## START Supplied material

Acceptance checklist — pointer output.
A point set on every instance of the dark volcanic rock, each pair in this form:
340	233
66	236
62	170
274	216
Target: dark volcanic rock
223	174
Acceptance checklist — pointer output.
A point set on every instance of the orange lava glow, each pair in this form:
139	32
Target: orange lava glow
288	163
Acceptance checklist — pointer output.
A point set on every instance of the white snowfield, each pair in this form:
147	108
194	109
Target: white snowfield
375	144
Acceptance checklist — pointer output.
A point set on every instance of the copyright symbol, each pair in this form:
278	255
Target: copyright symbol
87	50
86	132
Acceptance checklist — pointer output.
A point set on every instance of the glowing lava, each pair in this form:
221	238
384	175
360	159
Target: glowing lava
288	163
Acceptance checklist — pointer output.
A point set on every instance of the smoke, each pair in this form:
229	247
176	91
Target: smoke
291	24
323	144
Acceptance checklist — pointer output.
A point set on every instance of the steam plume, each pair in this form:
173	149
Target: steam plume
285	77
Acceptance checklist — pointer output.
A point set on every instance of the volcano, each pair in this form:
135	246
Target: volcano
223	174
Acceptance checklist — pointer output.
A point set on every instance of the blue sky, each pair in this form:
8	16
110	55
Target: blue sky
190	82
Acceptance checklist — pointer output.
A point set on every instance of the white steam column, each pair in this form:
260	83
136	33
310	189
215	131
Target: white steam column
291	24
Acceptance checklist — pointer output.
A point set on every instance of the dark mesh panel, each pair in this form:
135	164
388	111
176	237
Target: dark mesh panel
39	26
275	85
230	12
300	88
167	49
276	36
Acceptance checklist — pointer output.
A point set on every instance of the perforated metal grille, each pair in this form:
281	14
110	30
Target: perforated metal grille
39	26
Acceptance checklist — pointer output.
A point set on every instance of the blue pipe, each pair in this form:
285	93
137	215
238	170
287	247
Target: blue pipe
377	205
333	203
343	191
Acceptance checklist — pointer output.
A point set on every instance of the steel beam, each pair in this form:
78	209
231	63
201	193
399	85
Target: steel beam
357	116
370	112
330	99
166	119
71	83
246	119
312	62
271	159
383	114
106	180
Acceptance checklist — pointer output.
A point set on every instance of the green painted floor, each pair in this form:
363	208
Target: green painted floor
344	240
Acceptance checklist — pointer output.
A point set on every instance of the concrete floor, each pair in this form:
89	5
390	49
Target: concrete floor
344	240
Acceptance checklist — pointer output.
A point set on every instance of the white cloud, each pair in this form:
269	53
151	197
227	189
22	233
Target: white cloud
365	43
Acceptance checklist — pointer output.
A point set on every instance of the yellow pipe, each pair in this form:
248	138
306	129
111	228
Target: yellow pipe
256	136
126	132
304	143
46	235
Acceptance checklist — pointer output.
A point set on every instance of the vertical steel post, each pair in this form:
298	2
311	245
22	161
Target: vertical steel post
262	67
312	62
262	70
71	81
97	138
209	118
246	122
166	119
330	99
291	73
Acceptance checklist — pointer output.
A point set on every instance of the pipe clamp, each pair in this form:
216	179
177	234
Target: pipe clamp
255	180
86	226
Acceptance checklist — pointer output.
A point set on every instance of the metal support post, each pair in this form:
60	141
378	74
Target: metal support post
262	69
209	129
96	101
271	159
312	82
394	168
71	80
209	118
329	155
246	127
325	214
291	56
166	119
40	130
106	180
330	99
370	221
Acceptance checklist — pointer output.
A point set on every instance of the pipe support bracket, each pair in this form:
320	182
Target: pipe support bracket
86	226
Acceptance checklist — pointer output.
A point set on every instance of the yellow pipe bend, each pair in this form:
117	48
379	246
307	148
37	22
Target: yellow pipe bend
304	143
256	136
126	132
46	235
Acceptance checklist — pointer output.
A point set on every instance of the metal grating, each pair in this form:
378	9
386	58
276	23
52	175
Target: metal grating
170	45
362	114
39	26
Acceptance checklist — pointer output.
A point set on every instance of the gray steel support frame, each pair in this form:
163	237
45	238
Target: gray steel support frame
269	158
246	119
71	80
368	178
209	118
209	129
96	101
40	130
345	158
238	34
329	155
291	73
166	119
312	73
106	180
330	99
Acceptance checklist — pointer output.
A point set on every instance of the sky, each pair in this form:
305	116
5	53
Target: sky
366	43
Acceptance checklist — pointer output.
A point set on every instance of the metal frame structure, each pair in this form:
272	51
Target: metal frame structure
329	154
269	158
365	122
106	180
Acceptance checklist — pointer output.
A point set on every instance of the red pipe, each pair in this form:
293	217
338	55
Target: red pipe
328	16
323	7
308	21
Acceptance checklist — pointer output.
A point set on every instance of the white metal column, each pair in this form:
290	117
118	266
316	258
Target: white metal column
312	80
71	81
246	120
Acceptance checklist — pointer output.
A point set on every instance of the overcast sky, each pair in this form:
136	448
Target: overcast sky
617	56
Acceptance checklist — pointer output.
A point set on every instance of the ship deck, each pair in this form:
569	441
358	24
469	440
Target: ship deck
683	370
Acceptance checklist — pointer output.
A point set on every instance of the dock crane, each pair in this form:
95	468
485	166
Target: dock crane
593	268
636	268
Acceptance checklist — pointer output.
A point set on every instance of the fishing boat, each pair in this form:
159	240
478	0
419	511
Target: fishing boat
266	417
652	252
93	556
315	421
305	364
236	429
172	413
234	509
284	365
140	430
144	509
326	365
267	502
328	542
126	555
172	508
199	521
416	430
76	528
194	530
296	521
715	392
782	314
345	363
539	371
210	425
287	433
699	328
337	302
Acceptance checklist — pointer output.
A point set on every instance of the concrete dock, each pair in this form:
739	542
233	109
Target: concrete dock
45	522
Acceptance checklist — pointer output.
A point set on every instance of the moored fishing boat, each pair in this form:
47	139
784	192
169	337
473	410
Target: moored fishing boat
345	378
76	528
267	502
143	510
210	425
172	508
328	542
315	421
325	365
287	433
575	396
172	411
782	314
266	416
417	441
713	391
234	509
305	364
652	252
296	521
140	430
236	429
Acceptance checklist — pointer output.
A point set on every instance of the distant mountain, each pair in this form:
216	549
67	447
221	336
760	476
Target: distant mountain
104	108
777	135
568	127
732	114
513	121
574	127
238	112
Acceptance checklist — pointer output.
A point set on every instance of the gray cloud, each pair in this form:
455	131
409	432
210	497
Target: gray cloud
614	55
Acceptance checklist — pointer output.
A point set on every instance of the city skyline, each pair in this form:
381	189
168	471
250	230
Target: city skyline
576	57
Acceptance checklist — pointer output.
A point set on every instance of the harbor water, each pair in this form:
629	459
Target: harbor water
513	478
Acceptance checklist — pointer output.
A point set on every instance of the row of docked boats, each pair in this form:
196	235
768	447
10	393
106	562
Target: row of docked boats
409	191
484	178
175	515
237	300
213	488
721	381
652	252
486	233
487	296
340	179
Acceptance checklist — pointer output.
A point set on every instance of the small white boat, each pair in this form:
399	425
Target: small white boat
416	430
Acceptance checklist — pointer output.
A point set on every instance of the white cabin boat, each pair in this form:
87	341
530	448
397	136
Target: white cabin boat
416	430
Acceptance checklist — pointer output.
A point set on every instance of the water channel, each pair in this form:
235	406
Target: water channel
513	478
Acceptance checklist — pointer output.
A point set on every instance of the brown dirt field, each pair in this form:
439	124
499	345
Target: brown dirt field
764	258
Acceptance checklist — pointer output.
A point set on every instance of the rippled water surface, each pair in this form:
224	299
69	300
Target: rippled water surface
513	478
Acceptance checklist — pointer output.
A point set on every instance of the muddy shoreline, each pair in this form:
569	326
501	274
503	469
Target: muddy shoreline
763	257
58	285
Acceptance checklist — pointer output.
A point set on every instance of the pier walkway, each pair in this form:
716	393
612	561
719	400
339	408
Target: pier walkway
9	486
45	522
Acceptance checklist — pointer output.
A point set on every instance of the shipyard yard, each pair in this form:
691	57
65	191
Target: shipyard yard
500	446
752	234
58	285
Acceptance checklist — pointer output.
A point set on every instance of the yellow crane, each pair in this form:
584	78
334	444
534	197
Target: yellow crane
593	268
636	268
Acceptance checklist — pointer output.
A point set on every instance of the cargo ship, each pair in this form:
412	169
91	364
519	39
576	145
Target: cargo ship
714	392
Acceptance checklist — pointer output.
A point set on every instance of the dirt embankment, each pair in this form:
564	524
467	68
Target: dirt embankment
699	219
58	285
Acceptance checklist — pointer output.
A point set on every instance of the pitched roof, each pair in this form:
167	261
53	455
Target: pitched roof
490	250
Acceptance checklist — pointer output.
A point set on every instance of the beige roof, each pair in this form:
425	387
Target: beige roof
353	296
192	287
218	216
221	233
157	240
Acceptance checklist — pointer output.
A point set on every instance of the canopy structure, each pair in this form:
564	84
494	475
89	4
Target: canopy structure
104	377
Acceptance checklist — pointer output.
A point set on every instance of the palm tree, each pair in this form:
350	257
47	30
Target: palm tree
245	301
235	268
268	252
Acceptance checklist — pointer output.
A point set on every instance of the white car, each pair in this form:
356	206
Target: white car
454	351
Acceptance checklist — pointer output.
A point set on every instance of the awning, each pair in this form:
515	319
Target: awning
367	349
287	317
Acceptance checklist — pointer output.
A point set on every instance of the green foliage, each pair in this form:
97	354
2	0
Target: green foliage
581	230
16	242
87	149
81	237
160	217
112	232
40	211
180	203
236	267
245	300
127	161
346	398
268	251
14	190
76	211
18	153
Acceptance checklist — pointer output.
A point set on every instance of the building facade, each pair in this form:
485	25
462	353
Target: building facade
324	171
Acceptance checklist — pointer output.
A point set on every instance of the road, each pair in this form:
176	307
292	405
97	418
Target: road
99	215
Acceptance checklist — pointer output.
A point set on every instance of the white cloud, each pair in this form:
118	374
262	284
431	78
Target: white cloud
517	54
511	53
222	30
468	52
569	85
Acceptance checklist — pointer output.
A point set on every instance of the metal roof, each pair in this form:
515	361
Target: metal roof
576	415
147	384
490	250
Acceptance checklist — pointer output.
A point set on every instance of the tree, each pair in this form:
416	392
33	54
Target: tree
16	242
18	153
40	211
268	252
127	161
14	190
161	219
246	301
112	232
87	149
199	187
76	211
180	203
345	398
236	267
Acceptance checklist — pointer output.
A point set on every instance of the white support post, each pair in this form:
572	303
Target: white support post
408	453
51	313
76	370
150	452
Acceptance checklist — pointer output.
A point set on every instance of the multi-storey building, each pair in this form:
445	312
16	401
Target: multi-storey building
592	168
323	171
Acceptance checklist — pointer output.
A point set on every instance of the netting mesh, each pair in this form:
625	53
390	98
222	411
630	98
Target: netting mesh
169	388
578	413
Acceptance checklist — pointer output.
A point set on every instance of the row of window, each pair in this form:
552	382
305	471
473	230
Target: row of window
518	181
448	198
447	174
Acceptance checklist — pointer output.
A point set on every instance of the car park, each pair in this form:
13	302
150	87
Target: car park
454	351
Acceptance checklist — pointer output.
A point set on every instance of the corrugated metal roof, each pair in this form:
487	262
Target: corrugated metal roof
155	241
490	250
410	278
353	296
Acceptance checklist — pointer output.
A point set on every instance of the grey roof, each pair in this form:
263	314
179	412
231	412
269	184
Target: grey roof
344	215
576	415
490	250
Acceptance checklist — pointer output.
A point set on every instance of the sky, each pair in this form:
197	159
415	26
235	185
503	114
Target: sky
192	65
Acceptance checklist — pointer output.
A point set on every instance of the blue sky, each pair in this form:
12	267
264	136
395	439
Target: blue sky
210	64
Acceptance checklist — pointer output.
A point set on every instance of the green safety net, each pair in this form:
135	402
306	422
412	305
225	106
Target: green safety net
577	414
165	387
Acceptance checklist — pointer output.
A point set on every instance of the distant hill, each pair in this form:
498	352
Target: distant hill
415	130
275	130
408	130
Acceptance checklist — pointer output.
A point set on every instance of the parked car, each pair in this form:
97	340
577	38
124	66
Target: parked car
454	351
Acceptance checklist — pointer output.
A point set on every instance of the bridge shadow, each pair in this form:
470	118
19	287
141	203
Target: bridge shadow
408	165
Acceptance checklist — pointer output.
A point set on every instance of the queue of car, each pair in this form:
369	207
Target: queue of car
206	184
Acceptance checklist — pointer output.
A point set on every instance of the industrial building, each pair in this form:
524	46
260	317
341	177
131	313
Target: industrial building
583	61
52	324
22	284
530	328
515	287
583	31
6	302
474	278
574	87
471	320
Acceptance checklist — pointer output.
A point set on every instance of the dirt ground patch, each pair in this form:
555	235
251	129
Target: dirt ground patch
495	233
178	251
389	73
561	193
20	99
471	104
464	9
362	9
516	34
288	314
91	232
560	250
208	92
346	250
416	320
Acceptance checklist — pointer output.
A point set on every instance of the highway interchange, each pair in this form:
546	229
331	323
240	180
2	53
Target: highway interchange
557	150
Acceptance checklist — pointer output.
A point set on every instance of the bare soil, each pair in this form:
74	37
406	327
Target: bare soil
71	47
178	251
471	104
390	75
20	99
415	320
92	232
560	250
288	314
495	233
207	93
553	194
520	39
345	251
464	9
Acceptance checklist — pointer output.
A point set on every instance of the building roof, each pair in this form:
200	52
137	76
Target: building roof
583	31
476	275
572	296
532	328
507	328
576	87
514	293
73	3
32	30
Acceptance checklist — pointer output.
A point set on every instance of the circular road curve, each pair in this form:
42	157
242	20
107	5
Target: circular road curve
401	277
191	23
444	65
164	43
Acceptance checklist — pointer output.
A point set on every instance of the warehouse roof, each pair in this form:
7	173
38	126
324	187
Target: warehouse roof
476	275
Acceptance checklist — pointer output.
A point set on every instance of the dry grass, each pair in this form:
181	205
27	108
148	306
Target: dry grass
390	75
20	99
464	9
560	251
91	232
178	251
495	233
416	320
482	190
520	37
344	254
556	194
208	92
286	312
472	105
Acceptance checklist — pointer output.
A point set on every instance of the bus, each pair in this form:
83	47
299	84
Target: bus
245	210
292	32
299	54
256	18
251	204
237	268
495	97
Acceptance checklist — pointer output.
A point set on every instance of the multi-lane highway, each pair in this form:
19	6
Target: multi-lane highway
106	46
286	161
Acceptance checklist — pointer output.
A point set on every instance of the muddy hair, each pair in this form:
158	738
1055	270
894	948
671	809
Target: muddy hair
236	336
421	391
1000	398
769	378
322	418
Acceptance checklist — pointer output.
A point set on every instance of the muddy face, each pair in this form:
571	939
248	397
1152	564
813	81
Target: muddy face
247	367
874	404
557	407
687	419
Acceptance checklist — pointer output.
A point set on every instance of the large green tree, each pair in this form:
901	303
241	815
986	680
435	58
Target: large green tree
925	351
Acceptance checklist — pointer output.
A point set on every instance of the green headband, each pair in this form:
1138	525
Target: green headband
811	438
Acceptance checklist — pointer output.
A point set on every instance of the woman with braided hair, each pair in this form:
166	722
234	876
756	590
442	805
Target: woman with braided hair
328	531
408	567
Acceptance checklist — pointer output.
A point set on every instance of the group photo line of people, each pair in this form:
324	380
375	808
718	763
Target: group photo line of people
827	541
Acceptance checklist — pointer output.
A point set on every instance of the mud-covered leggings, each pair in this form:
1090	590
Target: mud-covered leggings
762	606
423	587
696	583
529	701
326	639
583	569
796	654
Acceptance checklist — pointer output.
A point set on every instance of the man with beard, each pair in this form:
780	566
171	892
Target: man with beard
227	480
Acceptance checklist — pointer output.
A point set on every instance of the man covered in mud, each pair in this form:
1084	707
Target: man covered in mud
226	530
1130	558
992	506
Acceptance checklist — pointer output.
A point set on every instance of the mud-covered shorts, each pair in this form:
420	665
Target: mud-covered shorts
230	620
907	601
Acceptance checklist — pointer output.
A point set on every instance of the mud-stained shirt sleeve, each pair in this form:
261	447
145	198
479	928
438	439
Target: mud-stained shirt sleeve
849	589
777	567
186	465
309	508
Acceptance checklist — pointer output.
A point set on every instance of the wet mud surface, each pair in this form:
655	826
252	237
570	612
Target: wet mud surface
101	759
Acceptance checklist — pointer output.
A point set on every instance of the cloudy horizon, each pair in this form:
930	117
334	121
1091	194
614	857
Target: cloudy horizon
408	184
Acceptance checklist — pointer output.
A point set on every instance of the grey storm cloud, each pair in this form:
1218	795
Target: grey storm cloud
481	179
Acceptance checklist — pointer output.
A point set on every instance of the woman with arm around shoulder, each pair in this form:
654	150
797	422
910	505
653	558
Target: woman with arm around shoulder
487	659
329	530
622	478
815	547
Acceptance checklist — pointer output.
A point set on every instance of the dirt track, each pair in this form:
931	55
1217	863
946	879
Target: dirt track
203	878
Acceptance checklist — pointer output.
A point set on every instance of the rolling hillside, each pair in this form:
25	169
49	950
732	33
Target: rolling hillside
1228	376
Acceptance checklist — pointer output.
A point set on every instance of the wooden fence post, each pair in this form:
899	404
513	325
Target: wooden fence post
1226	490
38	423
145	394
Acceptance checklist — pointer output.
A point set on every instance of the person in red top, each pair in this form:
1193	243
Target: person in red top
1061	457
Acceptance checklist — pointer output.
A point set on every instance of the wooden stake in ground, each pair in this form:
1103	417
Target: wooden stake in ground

## END Supplied material

Copy out every line of the items above that contains the word "canopy".

A point set on every instance of the canopy structure, each pair in this form:
Target: canopy structure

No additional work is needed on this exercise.